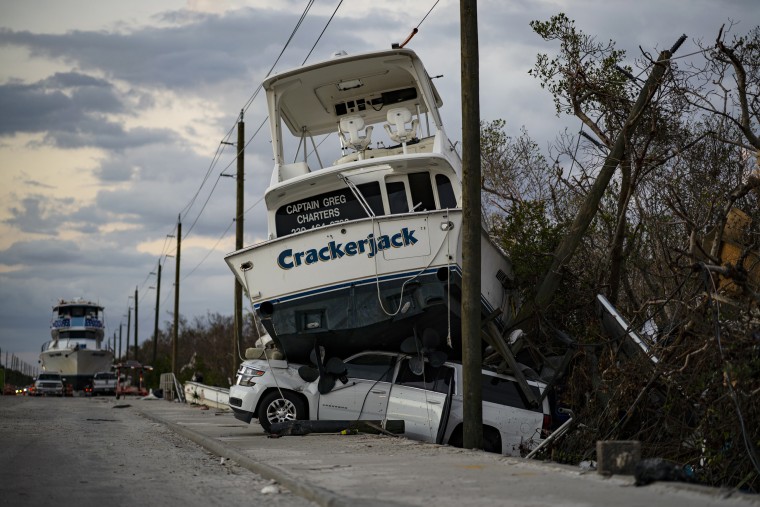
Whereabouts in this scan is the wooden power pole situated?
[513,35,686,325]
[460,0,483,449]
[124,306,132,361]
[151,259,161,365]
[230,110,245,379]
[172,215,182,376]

* * *

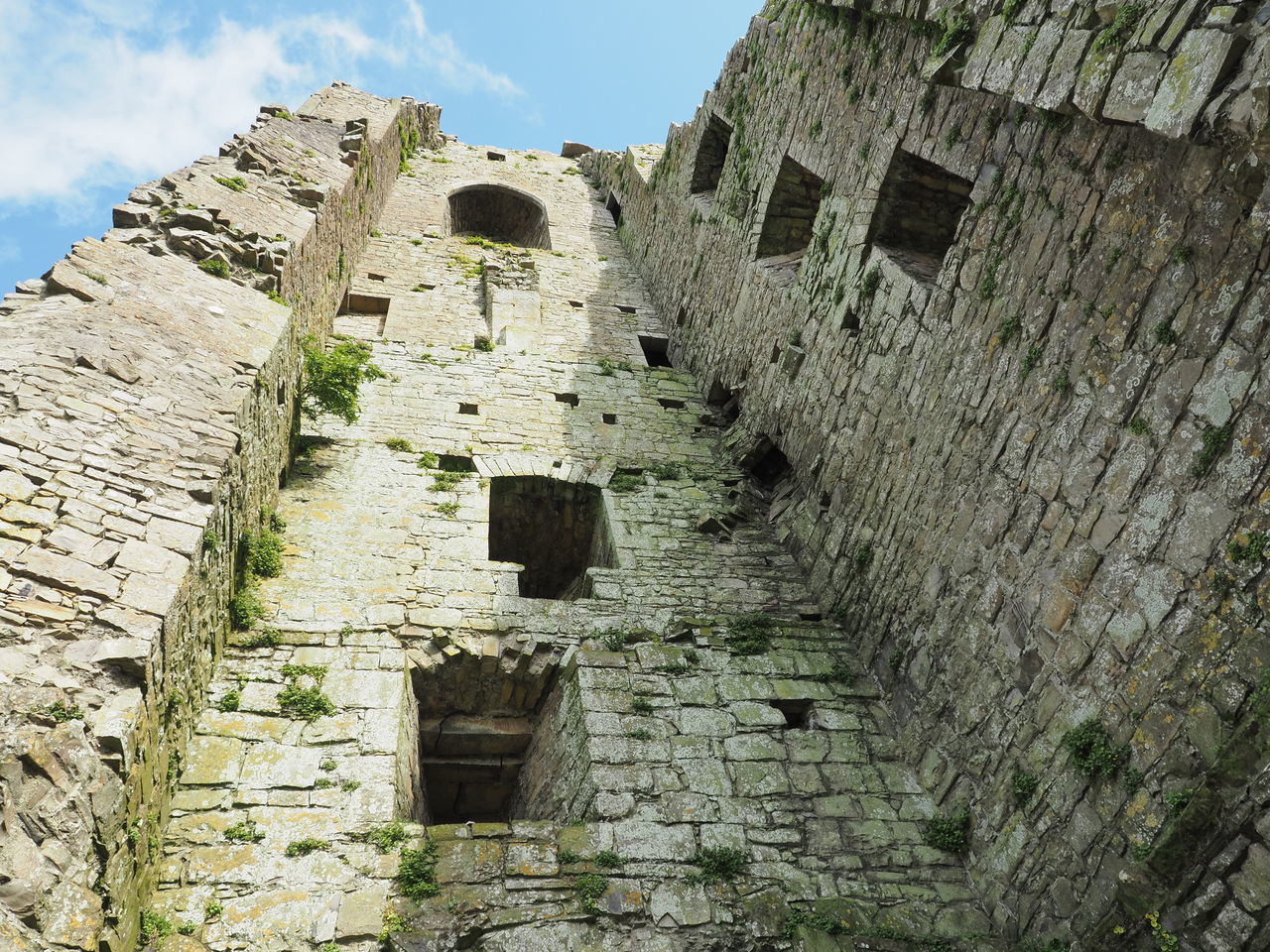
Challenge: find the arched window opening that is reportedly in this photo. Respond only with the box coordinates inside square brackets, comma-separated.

● WORK TO DO
Put the listing into a Markdown table with the columns No. and Text. Begin at the line containing "Whereabouts in this", stop after the line containing "[172,215,182,376]", number each row, and skip any blank lines.

● THE RESPONSE
| No. | Text |
|---|---|
| 1 | Whereabouts in this scan is the wooden power pole situated? |
| 2 | [513,35,686,325] |
| 3 | [460,0,483,449] |
| 4 | [124,306,132,361] |
| 5 | [151,259,161,365] |
| 6 | [230,110,245,379] |
| 7 | [172,215,182,376] |